**OBJECTIVES**:
a – Set down the part of the passage on router flit handling starting with "Similarly, if real" and going on through "the idle state.", word for word.
b – Extract the lines of the records starting with the line with "One point marks each instance of the woman." and going on through the last line of the records, and repeat them verbatim.

Similarly, if real time flit arrives and router does not have signaling flits to serve, the transition real time up occurs to real time state and serve all it flits. If signaling flits arrive during real time state, the transition again goes back to signaling state and first serves all it flits and then come back to real time state. In this way the router can preserve the signaling priority. As long real time link or signaling link is not blocked, router serves only the real time and signaling flits respectively, whenever either of the link is blocked due to insufficient space available at the next router input, transition link not free is occurred to queue packet state, all further flits are queued and the transition real time down or signaling down is occurred and then back to the idle state.

**LISTING**:
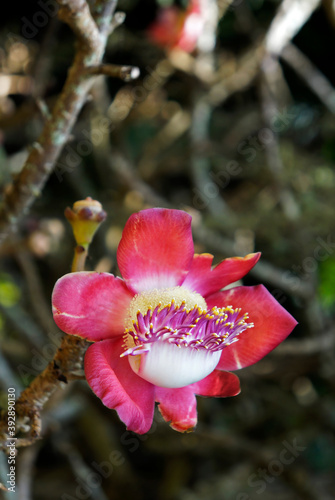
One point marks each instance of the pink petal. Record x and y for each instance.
(156, 249)
(218, 384)
(204, 280)
(119, 388)
(272, 325)
(178, 406)
(91, 305)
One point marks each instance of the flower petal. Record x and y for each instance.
(178, 406)
(219, 384)
(119, 388)
(91, 305)
(272, 325)
(204, 280)
(156, 249)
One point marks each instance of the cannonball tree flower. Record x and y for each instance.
(176, 28)
(167, 331)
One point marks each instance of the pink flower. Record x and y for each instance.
(166, 331)
(177, 28)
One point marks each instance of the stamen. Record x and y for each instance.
(194, 328)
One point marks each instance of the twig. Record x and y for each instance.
(311, 75)
(46, 150)
(125, 73)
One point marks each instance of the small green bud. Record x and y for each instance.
(85, 218)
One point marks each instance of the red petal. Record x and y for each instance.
(119, 388)
(91, 305)
(218, 384)
(204, 280)
(178, 406)
(156, 249)
(272, 325)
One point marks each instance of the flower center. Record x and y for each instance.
(171, 340)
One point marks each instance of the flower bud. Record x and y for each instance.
(85, 218)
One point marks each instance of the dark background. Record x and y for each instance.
(277, 197)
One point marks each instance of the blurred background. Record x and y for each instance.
(232, 120)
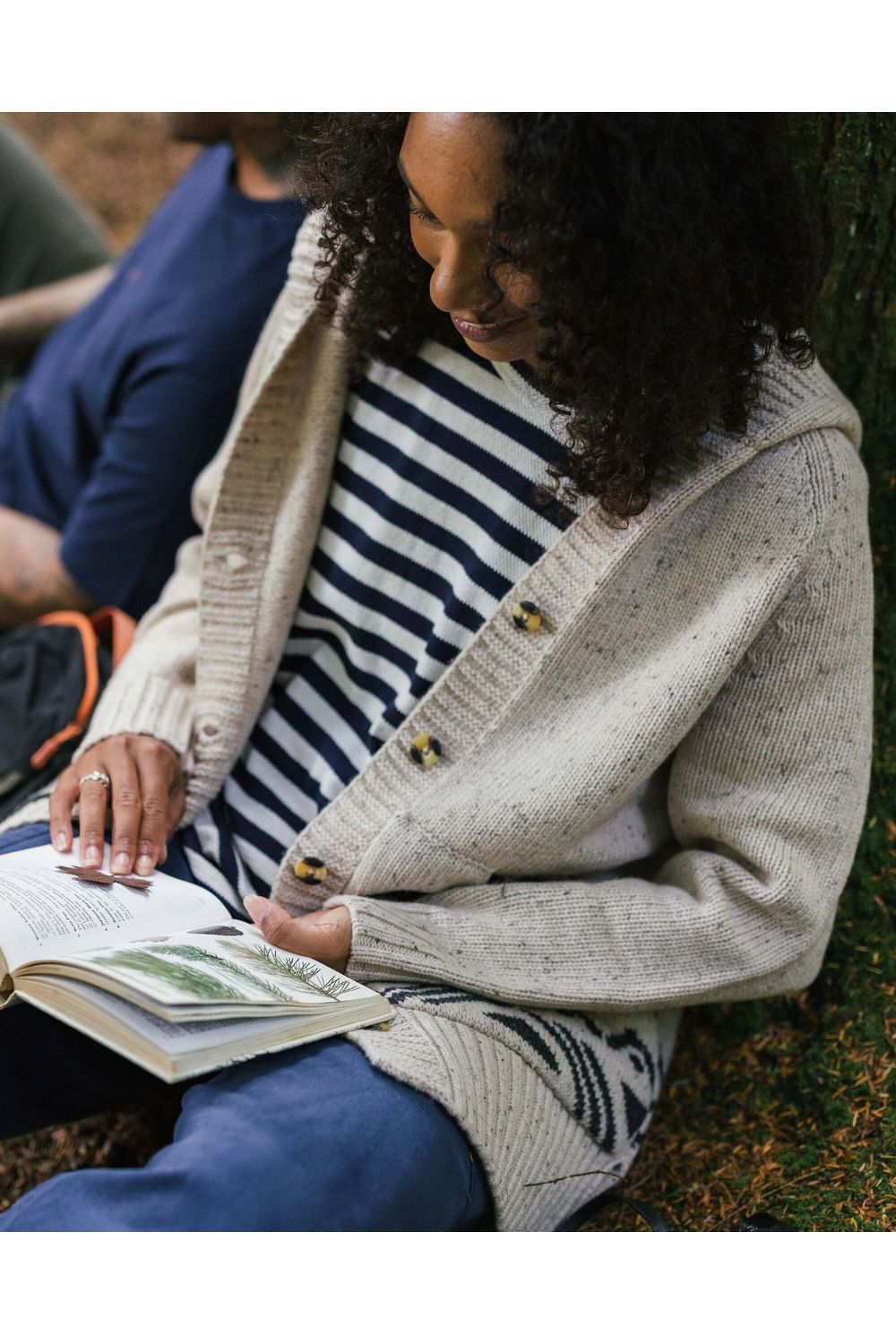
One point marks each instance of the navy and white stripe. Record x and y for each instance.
(430, 521)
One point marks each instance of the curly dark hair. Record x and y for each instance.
(673, 252)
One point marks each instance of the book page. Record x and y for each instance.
(46, 913)
(206, 972)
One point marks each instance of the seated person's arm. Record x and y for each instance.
(32, 314)
(32, 578)
(121, 537)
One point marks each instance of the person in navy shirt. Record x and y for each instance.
(126, 401)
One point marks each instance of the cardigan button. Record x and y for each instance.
(527, 616)
(311, 871)
(425, 750)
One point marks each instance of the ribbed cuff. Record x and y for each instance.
(387, 941)
(155, 706)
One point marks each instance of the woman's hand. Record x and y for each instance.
(147, 803)
(323, 935)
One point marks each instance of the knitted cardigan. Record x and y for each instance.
(651, 801)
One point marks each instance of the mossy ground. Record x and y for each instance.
(780, 1105)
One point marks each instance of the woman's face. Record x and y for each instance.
(452, 167)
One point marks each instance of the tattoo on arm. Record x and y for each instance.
(32, 578)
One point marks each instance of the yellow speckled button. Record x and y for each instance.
(426, 750)
(527, 616)
(311, 871)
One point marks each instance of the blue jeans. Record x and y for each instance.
(314, 1139)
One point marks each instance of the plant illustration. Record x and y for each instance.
(191, 953)
(190, 981)
(268, 959)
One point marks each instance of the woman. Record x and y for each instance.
(546, 765)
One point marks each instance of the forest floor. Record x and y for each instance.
(778, 1105)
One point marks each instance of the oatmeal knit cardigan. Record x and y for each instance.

**TASK RESPONSES**:
a –
Similarly, if real time flit arrives and router does not have signaling flits to serve, the transition real time up occurs to real time state and serve all it flits. If signaling flits arrive during real time state, the transition again goes back to signaling state and first serves all it flits and then come back to real time state. In this way the router can preserve the signaling priority. As long real time link or signaling link is not blocked, router serves only the real time and signaling flits respectively, whenever either of the link is blocked due to insufficient space available at the next router input, transition link not free is occurred to queue packet state, all further flits are queued and the transition real time down or signaling down is occurred and then back to the idle state.

b –
One point marks each instance of the woman. Record x and y for each instance.
(546, 765)
One point marks each instance of the forest floor. Record x and y for each instance.
(778, 1105)
One point marks each instance of the oatmeal knit cardigan. Record x and y for each instance.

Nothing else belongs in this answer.